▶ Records
▽
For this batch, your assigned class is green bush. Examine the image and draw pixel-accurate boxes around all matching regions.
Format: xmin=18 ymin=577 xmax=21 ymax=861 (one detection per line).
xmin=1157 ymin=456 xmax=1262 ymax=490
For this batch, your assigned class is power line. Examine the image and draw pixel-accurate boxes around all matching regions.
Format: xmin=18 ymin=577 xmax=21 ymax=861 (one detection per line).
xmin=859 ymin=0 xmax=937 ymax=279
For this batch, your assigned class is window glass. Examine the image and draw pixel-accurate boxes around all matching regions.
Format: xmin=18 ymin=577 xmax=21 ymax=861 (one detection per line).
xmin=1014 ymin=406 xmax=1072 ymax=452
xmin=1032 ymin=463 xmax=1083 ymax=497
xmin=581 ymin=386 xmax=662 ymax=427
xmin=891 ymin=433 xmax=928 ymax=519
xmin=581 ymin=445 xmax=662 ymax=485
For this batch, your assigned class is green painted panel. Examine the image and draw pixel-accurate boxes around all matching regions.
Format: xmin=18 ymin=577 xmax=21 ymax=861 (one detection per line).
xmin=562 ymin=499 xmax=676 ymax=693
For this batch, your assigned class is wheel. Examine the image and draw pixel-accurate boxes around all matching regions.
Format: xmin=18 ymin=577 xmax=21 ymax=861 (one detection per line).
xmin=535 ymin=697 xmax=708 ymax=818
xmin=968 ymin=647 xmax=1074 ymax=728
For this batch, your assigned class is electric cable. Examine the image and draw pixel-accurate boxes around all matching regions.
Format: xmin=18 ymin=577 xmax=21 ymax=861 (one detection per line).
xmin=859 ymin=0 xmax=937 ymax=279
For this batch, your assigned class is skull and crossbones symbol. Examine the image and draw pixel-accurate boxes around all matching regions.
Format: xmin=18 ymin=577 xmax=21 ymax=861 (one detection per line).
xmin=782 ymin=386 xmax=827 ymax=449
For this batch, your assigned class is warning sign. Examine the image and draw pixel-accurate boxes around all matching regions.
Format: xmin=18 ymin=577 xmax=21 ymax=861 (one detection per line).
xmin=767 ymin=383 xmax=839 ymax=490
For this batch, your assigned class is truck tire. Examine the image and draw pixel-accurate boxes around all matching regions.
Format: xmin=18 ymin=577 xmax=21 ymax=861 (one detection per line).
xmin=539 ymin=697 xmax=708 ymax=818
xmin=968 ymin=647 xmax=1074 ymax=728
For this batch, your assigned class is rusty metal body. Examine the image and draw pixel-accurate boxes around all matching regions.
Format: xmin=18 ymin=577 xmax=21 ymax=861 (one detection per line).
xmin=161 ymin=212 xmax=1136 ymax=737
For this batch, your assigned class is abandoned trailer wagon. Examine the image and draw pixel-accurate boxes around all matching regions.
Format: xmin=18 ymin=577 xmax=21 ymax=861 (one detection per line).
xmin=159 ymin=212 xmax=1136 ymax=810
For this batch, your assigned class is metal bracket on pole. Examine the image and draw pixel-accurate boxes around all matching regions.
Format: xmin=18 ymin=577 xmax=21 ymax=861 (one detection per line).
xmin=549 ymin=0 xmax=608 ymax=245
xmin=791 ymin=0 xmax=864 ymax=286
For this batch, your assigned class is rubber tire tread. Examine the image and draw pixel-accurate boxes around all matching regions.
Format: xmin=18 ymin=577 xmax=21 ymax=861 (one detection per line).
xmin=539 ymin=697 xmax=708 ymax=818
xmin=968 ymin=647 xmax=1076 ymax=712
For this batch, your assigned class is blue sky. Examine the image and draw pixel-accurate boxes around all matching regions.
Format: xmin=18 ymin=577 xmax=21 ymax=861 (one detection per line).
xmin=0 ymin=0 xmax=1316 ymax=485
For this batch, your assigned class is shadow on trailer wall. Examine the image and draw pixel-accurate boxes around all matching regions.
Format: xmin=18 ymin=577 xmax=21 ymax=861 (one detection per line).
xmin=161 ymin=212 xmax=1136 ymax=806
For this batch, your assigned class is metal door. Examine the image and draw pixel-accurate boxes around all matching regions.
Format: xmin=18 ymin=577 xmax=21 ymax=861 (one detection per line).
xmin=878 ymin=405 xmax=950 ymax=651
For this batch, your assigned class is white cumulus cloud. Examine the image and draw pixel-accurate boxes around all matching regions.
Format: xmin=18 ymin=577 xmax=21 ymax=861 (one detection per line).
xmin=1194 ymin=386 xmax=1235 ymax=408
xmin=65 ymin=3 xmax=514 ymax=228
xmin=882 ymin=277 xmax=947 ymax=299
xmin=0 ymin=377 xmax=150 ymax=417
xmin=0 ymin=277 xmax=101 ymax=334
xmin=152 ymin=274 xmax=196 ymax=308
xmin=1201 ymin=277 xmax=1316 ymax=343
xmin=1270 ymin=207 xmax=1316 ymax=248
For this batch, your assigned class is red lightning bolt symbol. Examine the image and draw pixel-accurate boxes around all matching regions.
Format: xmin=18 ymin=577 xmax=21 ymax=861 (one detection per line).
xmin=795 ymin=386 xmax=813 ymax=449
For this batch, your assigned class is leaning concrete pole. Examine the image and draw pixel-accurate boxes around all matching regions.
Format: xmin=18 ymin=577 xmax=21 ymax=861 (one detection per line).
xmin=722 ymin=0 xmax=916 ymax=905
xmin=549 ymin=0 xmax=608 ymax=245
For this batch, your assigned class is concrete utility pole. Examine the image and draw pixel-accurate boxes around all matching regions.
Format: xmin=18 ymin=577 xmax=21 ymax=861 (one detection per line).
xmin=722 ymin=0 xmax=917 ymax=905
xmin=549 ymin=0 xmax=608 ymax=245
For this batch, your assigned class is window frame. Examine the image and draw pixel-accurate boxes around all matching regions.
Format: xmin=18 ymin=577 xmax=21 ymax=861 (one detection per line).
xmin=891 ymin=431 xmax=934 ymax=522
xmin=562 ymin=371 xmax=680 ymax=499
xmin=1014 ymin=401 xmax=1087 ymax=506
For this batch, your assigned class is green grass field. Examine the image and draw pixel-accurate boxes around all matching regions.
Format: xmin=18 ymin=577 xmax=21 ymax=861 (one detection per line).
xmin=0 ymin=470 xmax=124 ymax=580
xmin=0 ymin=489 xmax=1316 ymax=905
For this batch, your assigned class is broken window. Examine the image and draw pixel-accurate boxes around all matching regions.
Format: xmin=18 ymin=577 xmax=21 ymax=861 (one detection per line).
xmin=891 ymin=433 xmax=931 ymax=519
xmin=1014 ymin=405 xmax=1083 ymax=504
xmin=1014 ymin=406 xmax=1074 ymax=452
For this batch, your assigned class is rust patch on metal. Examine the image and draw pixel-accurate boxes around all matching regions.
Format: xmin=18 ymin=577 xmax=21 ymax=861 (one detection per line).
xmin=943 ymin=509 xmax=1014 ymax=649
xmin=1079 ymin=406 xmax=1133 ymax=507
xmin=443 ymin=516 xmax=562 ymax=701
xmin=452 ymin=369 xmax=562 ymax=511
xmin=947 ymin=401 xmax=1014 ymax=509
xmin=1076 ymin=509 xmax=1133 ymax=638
△
▶ What to work on
Output all of the material above line for line, with no changes.

▶ Final result
For this batch, your assigned class is green bush. Examine the image and draw pixel-accurate boxes around all matching regions.
Format: xmin=18 ymin=577 xmax=21 ymax=861 (one detection per line).
xmin=1157 ymin=456 xmax=1262 ymax=490
For this batch, your assigned class is power line. Examine the image and draw pixel-accurate boxes around all matching regions.
Format: xmin=18 ymin=577 xmax=21 ymax=861 (one detection per line).
xmin=859 ymin=0 xmax=937 ymax=279
For this batch, your assigned class is window glass. Examine the image and draw pixel-accurate boxes around all matching regions.
Format: xmin=18 ymin=577 xmax=21 ymax=861 (one detection per line).
xmin=1014 ymin=406 xmax=1072 ymax=452
xmin=1032 ymin=463 xmax=1083 ymax=497
xmin=581 ymin=386 xmax=662 ymax=427
xmin=891 ymin=433 xmax=928 ymax=519
xmin=581 ymin=445 xmax=662 ymax=485
For this batch, your assigned class is green painted panel. Examine the image and draw pixel-accurate boxes around all matching regions.
Format: xmin=18 ymin=577 xmax=21 ymax=861 (one detection per line).
xmin=562 ymin=499 xmax=676 ymax=693
For this batch, your assigned class is wheel. Examine the image and draw pixel-accurate boxes around all matching regions.
Format: xmin=18 ymin=577 xmax=21 ymax=861 (one detection per line).
xmin=535 ymin=697 xmax=708 ymax=818
xmin=968 ymin=647 xmax=1074 ymax=728
For this batch, your assigned class is electric cable. Examine the image and draw pixel-accurate boxes around all matching regions.
Format: xmin=18 ymin=577 xmax=21 ymax=861 (one detection per line).
xmin=859 ymin=0 xmax=937 ymax=279
For this batch, your assigned class is skull and crossbones symbol. Examine the image and draw pixel-accurate boxes around all matching regions.
Format: xmin=18 ymin=577 xmax=21 ymax=861 (one detection per line).
xmin=782 ymin=386 xmax=827 ymax=449
For this batch, your assigned class is warning sign. Examine the image and draw pixel-accurate boxes around all matching regions.
Format: xmin=18 ymin=577 xmax=21 ymax=861 (one detection per line).
xmin=767 ymin=383 xmax=839 ymax=490
For this batch, your assigned class is truck tire. Examine the image and draw pixel-accurate boxes around all matching regions.
Format: xmin=18 ymin=577 xmax=21 ymax=861 (one detection per line).
xmin=539 ymin=697 xmax=708 ymax=818
xmin=968 ymin=647 xmax=1074 ymax=728
For this batch, your assigned class is rusty metal body. Examine the image and draw pixel-accurate boxes around all matching regions.
Format: xmin=18 ymin=577 xmax=21 ymax=861 (one detection per line).
xmin=161 ymin=212 xmax=1136 ymax=737
For this batch, your assigned class is abandoned trailer wagon. Examine the image and draw pixel-accurate boxes around all matching regions.
Format: xmin=18 ymin=577 xmax=21 ymax=861 (one detection per line).
xmin=159 ymin=212 xmax=1136 ymax=810
For this batch, your assigned class is metal bracket on pole. Examine the image and draw pixel-accurate boxes around all matching regions.
Format: xmin=18 ymin=577 xmax=21 ymax=861 (one detection per line).
xmin=549 ymin=0 xmax=608 ymax=245
xmin=791 ymin=0 xmax=864 ymax=286
For this batch, your assigned class is rubber tire tread. Examine the image and draw pixel-accurate boxes around all matching regions.
Format: xmin=18 ymin=577 xmax=21 ymax=861 (one detection per line).
xmin=539 ymin=697 xmax=708 ymax=818
xmin=968 ymin=647 xmax=1076 ymax=712
For this batch, your assigned class is blue sky. Examine the image and draw pixel-accurate boxes around all matching regions.
Format: xmin=18 ymin=577 xmax=21 ymax=861 (one detection per line).
xmin=0 ymin=0 xmax=1316 ymax=485
For this batch, your assigned class is shadow on trailer wall. Examine the image and draw pixel-accurate boxes around all matching regions.
Format: xmin=18 ymin=577 xmax=21 ymax=861 (one detection per line).
xmin=161 ymin=212 xmax=1136 ymax=806
For this batch, your assigned class is metal door. Examine the image and draw pixel-accurate boxes around all matching regions.
Format: xmin=18 ymin=577 xmax=21 ymax=861 (one detection per line).
xmin=878 ymin=405 xmax=950 ymax=651
For this batch, your assigned class is white cumulus cloud. Examine the image and draw pixel-accurate boxes around all matching regions.
Format: xmin=18 ymin=577 xmax=21 ymax=861 (one detection per line).
xmin=1194 ymin=386 xmax=1235 ymax=408
xmin=65 ymin=3 xmax=514 ymax=228
xmin=882 ymin=277 xmax=947 ymax=299
xmin=0 ymin=377 xmax=150 ymax=417
xmin=0 ymin=277 xmax=101 ymax=334
xmin=152 ymin=274 xmax=196 ymax=308
xmin=1201 ymin=277 xmax=1316 ymax=343
xmin=1270 ymin=207 xmax=1316 ymax=248
For this batch, your assigned class is red lightning bolt symbol. Examine the image and draw pixel-accurate boxes around all matching regions.
Format: xmin=18 ymin=577 xmax=21 ymax=861 (one detection per line).
xmin=795 ymin=386 xmax=813 ymax=449
For this batch, your assigned class is leaning concrete pole. Examine the image and draw pixel-accurate boxes around all matching regions.
Format: xmin=18 ymin=577 xmax=21 ymax=861 (one detection per line).
xmin=722 ymin=0 xmax=916 ymax=905
xmin=549 ymin=0 xmax=608 ymax=245
For this batch, your assigned class is concrete utility pole. Examine the image and draw pixel-accurate boxes around all matching regions.
Format: xmin=18 ymin=577 xmax=21 ymax=861 (one detection per line).
xmin=722 ymin=0 xmax=917 ymax=905
xmin=549 ymin=0 xmax=608 ymax=245
For this batch, your assigned class is window frame. Examine the image and draw pixel-accurate boxes around all matching regions.
Format: xmin=18 ymin=577 xmax=21 ymax=861 (one detection per line).
xmin=891 ymin=431 xmax=934 ymax=522
xmin=562 ymin=371 xmax=680 ymax=499
xmin=1014 ymin=401 xmax=1087 ymax=506
For this batch, your assigned class is green grass field. Examine the image and draw pixel-accurate boxes around all matching regions.
Format: xmin=18 ymin=577 xmax=21 ymax=861 (one detection per line).
xmin=0 ymin=470 xmax=124 ymax=580
xmin=0 ymin=489 xmax=1316 ymax=905
For this batch, your assigned class is broken window. Examine the image and draw pixel-accurate boxes around all matching regions.
Format: xmin=18 ymin=577 xmax=21 ymax=861 (one detection per line).
xmin=891 ymin=433 xmax=931 ymax=519
xmin=1014 ymin=405 xmax=1083 ymax=504
xmin=1014 ymin=406 xmax=1074 ymax=452
For this batch, your assigned class is rust patch on metal. Examine the image and draw pixel-accurate boxes around all matching regions.
Format: xmin=18 ymin=577 xmax=21 ymax=861 (one detection per line).
xmin=943 ymin=509 xmax=1014 ymax=649
xmin=1079 ymin=406 xmax=1133 ymax=507
xmin=443 ymin=516 xmax=562 ymax=701
xmin=452 ymin=369 xmax=562 ymax=511
xmin=947 ymin=401 xmax=1014 ymax=509
xmin=1076 ymin=509 xmax=1133 ymax=638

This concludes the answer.